### Aim of the exercise
Pull out every line of the items below that contains the string "pink", matching case exactly.

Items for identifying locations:
┄┄┄┄┄┄

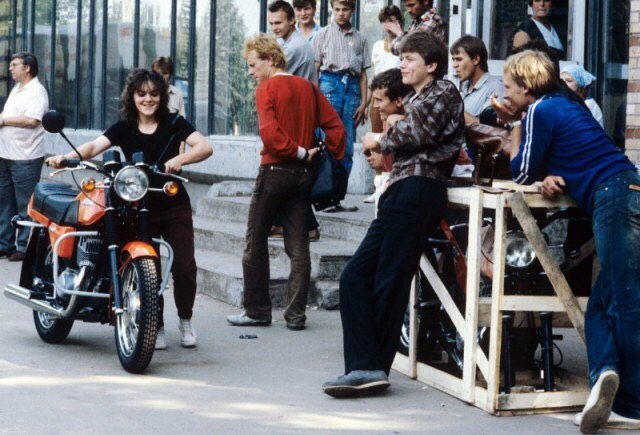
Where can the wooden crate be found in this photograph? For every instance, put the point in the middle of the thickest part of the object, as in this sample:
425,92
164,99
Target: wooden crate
480,381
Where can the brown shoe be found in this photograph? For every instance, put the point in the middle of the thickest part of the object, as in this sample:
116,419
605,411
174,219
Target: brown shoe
16,256
314,235
276,232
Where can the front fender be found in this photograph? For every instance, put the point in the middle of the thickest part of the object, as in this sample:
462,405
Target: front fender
133,250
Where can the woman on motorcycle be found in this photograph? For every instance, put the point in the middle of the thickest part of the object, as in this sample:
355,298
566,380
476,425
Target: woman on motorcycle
147,126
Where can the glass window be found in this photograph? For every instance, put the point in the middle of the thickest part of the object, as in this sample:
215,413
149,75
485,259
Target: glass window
98,66
86,52
42,48
6,30
234,109
65,60
181,62
119,54
155,31
200,116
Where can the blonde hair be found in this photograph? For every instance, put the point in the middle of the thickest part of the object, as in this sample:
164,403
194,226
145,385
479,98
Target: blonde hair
534,71
267,48
348,3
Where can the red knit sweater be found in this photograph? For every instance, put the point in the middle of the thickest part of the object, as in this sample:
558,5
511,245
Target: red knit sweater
287,118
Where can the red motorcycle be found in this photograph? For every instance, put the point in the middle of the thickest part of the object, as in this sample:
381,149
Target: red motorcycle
91,257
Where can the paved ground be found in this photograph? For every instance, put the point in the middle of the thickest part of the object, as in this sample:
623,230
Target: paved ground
226,385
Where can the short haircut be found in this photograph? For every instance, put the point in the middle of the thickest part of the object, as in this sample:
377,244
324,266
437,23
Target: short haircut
388,12
135,81
391,80
299,4
429,47
474,47
164,64
28,59
281,5
267,48
534,71
348,3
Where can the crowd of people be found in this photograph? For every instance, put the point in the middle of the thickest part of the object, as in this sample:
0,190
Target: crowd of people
315,81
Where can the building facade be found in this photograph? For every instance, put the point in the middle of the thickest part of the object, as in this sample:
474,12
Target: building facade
87,47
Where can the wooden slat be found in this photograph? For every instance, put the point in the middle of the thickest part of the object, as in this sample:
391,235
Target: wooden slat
413,328
555,275
470,332
497,291
451,308
542,400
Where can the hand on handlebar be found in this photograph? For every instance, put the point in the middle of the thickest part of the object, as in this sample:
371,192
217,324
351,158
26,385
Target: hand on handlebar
55,162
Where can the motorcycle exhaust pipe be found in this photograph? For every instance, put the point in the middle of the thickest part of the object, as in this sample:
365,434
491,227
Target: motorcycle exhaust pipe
22,295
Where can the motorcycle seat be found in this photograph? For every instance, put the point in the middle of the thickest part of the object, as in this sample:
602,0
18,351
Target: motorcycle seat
57,202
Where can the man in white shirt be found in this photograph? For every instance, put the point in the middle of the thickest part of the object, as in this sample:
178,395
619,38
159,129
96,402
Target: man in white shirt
21,150
299,54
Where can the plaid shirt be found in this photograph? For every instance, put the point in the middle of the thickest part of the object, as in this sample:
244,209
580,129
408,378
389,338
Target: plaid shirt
427,141
430,21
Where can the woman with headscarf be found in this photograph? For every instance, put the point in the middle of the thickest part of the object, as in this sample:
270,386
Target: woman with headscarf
579,81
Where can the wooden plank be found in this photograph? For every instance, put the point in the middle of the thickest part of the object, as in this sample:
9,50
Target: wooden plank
558,281
470,332
402,365
413,327
536,303
451,308
497,291
542,400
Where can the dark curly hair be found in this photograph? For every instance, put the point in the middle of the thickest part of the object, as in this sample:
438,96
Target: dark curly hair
430,48
391,80
136,80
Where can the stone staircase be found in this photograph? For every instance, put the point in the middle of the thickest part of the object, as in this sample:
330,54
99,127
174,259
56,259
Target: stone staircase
220,224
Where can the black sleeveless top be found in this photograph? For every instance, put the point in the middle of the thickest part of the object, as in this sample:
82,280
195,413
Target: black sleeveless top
531,29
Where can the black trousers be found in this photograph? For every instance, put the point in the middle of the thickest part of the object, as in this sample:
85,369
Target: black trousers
375,285
175,226
285,189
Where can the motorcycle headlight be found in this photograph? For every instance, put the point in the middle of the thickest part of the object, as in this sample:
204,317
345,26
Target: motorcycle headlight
519,252
131,183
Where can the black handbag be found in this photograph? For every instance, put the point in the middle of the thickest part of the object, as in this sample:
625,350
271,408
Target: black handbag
330,177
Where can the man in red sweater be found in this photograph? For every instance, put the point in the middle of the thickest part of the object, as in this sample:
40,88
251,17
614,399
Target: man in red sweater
289,109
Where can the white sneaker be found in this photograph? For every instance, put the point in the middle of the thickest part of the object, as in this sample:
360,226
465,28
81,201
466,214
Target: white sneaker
598,408
161,341
188,337
616,421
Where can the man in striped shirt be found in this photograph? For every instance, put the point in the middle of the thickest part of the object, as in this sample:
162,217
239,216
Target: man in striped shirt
342,58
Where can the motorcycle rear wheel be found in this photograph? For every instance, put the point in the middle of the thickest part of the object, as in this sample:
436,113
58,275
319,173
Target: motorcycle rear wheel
136,328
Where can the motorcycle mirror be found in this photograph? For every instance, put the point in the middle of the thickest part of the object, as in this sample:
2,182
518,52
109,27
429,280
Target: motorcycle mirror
53,121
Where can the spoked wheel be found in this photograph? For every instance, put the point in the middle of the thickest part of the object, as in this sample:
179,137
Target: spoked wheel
137,327
51,330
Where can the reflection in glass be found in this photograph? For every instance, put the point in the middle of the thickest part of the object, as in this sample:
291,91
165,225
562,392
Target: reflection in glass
119,54
65,65
200,116
234,110
155,31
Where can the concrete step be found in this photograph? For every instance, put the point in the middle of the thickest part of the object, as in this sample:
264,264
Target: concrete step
220,276
328,256
346,226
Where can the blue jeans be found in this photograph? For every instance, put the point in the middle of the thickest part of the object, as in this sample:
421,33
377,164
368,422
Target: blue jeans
343,92
612,320
18,178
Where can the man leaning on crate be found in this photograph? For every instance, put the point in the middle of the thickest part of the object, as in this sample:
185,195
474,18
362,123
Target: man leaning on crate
559,139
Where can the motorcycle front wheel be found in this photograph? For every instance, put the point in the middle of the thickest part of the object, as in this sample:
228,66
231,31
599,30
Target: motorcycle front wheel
136,328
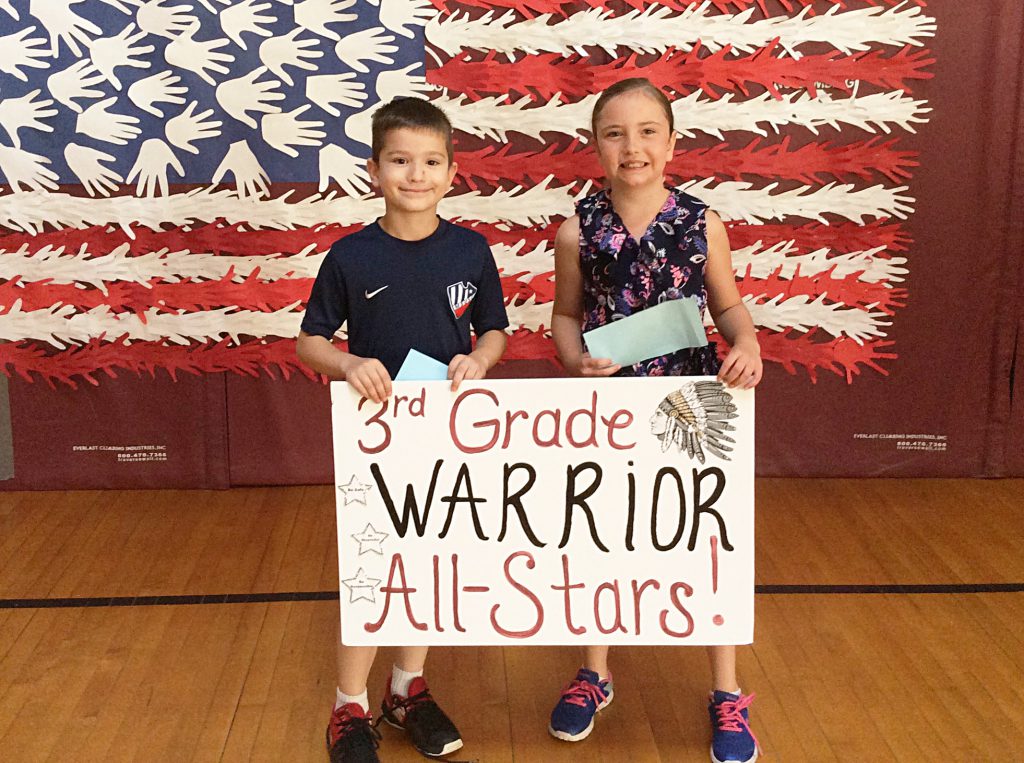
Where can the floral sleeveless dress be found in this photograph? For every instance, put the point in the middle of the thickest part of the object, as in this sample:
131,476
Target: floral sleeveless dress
622,276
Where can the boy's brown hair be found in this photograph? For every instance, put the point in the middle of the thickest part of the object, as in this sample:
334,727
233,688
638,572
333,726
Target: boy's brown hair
415,114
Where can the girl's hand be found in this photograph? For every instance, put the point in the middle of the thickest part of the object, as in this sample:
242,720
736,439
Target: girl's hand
369,377
594,367
465,368
742,366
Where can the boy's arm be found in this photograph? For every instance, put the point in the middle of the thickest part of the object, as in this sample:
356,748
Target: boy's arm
367,375
567,309
742,367
488,350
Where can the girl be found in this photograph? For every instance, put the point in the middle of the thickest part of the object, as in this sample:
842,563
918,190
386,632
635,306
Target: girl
629,247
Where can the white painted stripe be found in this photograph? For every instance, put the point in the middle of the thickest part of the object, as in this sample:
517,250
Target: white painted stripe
495,117
56,266
734,201
760,262
657,29
61,326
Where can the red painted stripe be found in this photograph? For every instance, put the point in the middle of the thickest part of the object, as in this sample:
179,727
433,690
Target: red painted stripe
530,8
91,363
543,76
811,163
841,238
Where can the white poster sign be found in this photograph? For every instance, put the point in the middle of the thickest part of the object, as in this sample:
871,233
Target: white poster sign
549,511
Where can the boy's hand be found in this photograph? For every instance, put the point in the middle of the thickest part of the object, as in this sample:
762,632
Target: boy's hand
369,377
465,368
742,366
594,367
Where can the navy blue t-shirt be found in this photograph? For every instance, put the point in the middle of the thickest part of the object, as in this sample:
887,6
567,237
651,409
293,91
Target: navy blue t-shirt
400,295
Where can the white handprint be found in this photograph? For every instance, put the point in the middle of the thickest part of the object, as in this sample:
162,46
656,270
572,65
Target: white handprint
110,52
246,94
22,168
325,89
367,44
392,83
124,6
348,171
282,131
250,178
163,87
85,163
110,127
188,127
287,50
198,55
158,18
209,5
315,14
151,167
246,16
16,114
396,14
75,82
62,24
19,51
358,126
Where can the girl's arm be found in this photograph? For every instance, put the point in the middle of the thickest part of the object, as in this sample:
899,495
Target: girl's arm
567,310
742,366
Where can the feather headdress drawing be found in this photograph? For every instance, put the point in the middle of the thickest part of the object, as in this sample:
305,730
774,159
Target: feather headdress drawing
695,418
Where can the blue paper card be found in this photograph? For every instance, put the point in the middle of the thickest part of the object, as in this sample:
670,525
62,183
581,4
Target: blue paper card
418,367
656,331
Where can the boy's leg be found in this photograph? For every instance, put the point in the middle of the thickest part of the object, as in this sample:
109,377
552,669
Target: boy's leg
353,668
409,705
350,737
732,740
572,718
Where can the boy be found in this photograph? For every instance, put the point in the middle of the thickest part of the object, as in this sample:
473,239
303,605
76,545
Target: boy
409,281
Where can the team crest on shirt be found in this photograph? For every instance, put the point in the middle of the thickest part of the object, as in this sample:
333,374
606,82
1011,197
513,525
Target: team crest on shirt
460,295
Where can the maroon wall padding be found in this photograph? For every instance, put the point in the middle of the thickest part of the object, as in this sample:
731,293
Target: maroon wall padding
126,432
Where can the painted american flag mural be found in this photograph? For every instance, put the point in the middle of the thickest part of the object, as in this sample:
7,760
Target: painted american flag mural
173,171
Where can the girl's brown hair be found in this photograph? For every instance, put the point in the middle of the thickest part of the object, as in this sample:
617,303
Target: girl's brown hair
629,85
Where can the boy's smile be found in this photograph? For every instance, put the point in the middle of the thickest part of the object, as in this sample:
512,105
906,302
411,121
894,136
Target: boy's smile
413,172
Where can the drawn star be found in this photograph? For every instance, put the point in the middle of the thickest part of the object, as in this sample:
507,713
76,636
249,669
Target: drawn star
370,540
360,587
355,492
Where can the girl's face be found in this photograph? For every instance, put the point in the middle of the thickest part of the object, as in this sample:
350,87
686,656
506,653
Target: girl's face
634,141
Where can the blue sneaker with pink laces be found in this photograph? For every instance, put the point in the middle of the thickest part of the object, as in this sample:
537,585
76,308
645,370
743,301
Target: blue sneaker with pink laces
572,718
732,740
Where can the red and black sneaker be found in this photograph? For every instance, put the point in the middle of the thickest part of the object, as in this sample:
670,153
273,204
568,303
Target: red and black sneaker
350,735
431,732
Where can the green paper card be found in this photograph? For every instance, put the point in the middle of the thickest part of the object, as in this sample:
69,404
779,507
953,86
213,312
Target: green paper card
656,331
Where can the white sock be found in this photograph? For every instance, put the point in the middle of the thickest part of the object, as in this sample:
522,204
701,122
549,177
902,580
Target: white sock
400,680
342,698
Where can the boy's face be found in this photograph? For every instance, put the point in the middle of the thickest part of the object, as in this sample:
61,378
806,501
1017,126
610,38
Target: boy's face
634,141
413,171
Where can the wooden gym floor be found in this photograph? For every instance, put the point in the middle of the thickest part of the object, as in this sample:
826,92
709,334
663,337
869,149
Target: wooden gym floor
889,627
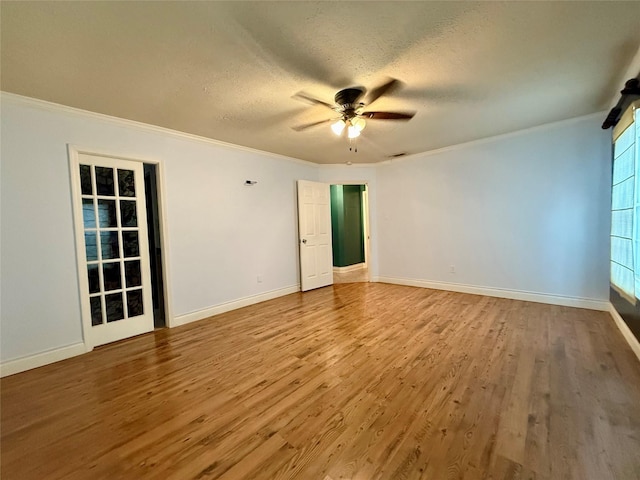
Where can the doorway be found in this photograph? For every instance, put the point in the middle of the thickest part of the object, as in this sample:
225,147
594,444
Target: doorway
119,246
350,232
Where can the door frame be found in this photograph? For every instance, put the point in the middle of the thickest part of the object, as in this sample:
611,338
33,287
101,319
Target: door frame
74,153
367,221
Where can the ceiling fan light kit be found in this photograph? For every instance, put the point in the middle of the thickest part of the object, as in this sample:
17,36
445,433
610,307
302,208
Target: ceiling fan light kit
350,108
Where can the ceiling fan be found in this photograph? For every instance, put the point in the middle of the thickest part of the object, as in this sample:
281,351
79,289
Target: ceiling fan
350,109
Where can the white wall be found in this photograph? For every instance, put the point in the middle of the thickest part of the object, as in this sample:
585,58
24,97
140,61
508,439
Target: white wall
524,212
221,233
361,174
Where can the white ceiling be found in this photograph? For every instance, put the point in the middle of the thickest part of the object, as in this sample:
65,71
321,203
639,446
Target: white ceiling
228,70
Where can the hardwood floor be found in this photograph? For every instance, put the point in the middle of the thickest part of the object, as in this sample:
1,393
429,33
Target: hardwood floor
355,381
360,275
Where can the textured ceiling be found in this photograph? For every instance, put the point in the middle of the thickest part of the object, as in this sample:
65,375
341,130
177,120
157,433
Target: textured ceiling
228,70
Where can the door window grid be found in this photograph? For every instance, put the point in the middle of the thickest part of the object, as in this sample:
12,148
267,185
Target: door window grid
130,297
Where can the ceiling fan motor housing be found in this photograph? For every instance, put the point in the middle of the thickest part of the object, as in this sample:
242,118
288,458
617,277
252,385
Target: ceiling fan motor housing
348,97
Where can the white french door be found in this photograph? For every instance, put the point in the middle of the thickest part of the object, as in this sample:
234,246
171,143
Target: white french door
314,225
113,256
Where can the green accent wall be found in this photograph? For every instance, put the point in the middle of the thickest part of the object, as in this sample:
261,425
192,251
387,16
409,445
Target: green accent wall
347,228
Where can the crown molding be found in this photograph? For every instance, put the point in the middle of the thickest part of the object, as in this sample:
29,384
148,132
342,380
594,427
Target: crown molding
495,138
77,112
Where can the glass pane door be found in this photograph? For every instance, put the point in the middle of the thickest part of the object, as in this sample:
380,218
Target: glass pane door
116,256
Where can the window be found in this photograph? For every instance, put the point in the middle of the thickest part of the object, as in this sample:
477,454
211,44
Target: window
625,213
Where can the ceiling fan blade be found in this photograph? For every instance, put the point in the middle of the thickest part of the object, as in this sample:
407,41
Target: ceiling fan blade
305,97
383,89
304,126
388,115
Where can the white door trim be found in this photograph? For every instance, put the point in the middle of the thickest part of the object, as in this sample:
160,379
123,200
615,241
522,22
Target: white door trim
74,153
314,228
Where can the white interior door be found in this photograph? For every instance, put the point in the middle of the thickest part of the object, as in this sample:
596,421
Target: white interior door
314,225
113,250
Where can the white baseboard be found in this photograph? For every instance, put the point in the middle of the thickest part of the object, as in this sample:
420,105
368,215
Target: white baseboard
349,268
589,303
233,305
626,331
39,359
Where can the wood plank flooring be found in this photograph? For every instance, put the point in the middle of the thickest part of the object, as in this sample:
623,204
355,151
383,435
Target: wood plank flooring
360,275
355,381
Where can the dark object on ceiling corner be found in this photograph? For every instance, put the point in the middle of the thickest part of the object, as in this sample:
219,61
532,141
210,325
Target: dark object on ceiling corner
628,94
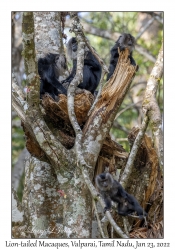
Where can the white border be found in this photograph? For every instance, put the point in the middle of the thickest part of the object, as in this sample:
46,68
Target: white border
5,96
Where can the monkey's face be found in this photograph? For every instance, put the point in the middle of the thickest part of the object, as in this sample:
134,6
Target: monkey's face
126,41
103,182
74,44
60,64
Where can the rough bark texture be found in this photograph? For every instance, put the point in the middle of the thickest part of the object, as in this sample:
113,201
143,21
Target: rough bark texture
57,199
150,104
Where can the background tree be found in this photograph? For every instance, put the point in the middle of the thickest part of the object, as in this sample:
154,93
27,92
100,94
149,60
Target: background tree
57,196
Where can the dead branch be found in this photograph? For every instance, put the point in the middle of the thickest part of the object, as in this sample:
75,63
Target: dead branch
150,105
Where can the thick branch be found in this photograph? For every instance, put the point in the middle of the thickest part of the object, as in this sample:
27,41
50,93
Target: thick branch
96,196
133,153
31,68
150,104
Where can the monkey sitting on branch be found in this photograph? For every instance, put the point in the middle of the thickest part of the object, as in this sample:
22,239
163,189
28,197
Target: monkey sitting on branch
124,41
91,70
50,68
112,190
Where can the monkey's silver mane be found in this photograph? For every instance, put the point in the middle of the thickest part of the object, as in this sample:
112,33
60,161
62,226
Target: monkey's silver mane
99,182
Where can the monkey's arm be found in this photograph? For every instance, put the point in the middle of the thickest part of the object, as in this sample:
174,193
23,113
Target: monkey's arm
72,74
107,201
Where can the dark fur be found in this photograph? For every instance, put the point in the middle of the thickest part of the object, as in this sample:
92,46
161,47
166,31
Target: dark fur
91,70
50,68
124,41
112,190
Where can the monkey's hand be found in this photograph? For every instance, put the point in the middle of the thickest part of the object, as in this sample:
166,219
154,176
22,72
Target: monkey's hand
107,209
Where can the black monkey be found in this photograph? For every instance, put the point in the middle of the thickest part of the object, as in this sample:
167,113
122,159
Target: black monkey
111,189
50,68
129,205
124,41
91,70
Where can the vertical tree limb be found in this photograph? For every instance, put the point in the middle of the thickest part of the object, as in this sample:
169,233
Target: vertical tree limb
150,104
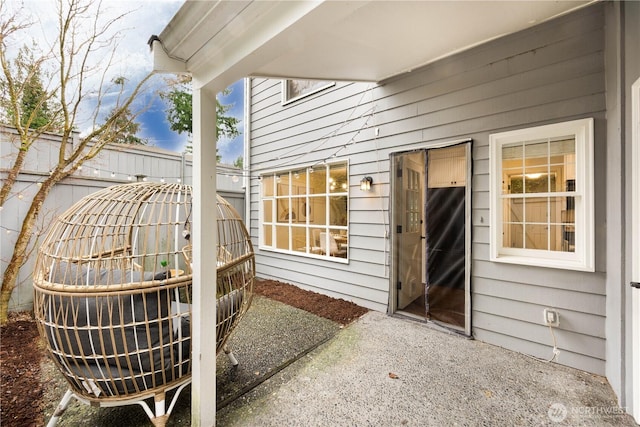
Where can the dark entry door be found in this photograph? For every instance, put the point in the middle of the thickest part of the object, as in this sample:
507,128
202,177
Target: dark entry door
431,247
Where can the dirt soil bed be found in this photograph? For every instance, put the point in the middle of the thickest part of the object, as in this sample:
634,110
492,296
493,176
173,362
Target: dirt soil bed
21,351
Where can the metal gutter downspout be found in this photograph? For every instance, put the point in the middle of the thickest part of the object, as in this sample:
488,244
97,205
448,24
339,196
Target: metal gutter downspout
246,164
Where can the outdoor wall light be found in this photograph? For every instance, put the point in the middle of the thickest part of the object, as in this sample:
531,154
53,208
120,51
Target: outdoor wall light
365,184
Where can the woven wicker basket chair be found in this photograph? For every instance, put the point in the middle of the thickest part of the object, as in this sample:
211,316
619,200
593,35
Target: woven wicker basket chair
113,294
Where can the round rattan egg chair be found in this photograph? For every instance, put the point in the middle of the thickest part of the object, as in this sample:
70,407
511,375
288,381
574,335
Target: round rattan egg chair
113,293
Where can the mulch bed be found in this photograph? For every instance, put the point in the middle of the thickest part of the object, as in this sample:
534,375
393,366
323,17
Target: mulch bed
338,310
21,351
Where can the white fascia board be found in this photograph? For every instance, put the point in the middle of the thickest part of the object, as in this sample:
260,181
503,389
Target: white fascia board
162,63
231,55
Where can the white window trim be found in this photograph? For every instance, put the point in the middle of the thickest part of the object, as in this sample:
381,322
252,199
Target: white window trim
583,258
325,257
284,92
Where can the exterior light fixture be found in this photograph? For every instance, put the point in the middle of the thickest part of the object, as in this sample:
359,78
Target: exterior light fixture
365,184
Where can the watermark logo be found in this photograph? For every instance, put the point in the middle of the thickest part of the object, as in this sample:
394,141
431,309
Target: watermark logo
557,412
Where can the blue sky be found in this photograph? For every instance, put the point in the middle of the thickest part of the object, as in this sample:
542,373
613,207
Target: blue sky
155,128
133,59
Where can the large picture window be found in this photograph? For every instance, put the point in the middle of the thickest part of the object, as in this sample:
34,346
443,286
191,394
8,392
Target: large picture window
542,196
305,211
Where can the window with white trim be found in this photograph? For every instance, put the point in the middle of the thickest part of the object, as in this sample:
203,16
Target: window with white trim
305,211
542,196
294,89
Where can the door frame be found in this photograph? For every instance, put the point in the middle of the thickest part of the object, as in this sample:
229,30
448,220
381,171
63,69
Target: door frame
393,276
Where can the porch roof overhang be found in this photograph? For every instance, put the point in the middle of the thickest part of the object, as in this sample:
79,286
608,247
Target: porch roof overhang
221,42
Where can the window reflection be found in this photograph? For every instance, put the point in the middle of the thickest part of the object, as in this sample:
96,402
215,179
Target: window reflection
305,211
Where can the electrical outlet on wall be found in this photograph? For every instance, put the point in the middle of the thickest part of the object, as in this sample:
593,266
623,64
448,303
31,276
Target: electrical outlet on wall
551,317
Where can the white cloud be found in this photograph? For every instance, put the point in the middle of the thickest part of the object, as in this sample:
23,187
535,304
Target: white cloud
136,22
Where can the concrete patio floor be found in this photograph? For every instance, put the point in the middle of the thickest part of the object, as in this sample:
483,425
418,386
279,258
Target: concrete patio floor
297,369
389,371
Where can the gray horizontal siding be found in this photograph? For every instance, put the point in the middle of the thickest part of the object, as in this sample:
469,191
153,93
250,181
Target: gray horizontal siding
550,73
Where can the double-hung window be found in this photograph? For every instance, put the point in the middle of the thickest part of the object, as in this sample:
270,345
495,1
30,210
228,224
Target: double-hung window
305,211
542,196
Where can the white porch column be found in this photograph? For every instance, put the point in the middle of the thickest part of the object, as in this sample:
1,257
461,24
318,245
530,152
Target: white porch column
204,238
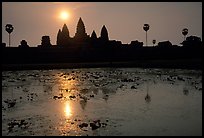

┄┄┄┄┄┄

### Final answer
Where can the blue sneaker with pink laces be found in this photograph? For every instance, put the point in the middle of the thickest part of the object, as in this sample:
Target: blue sneaker with pink laces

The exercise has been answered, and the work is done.